■ Instructions for the task ■
Search the records for lines with the word "target" and copy each match.
******************************
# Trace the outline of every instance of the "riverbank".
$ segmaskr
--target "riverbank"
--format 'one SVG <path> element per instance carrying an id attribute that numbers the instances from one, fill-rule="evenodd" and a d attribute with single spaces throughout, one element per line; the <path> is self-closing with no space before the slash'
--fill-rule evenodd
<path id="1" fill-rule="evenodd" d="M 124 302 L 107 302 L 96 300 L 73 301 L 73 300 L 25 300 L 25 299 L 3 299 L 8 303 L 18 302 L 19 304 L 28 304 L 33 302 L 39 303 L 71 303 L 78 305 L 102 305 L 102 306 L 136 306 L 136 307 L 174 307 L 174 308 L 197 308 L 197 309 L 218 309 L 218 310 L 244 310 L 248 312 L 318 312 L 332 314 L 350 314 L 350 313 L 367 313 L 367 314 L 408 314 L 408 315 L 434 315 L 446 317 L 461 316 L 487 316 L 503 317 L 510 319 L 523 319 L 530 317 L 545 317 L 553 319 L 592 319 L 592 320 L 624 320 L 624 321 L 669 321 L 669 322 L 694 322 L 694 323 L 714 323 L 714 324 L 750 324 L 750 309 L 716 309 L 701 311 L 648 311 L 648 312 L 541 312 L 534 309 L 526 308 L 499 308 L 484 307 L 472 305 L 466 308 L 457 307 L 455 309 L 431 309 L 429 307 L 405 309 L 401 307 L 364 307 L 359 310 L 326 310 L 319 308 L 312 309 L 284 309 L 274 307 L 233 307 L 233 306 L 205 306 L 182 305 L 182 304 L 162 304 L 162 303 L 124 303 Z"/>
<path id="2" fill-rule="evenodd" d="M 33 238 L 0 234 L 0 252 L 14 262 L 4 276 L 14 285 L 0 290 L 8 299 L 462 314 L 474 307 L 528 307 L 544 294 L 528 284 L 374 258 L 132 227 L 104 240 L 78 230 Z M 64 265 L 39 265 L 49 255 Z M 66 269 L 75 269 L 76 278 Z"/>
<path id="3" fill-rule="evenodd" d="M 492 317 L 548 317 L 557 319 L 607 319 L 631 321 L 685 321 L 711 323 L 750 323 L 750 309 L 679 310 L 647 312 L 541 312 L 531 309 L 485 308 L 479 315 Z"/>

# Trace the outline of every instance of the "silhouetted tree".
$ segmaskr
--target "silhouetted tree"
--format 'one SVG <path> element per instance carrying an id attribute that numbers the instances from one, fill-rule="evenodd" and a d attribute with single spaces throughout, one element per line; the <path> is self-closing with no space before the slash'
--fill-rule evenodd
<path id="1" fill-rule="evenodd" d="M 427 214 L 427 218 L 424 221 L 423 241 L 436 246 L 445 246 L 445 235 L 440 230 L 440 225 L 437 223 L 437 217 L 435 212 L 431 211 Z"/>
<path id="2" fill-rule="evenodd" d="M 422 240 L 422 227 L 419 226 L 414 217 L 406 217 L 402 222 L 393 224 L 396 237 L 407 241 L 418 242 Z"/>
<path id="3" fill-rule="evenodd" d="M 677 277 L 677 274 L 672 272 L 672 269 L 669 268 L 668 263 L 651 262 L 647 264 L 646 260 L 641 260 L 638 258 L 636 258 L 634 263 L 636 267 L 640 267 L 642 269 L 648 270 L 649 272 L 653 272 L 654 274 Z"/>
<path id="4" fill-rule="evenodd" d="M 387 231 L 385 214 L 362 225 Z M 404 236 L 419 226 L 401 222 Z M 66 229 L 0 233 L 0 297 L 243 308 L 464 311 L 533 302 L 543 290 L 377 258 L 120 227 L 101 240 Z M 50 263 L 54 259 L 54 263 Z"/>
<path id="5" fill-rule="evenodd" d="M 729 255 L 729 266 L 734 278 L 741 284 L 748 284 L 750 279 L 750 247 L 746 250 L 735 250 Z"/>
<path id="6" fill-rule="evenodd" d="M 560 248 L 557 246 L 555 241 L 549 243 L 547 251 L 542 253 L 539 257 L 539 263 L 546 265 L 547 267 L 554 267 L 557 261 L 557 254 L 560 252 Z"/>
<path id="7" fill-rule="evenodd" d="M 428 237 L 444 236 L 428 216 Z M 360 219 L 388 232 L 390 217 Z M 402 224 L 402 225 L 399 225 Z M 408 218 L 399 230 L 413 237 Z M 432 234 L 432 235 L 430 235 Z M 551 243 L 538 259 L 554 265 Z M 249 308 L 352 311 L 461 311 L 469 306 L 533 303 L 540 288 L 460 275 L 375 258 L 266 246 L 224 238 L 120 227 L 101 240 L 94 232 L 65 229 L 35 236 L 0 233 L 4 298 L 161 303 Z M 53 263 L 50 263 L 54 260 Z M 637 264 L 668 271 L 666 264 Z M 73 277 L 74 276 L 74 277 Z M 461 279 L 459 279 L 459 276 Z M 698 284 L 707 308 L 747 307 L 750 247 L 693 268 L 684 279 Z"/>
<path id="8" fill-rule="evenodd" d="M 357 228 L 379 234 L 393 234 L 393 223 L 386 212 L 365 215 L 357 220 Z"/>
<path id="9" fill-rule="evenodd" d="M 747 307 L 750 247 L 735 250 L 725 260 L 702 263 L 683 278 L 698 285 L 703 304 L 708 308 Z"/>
******************************
■ Answer to this exercise ■
--target "riverbank"
--target "silhouetted tree"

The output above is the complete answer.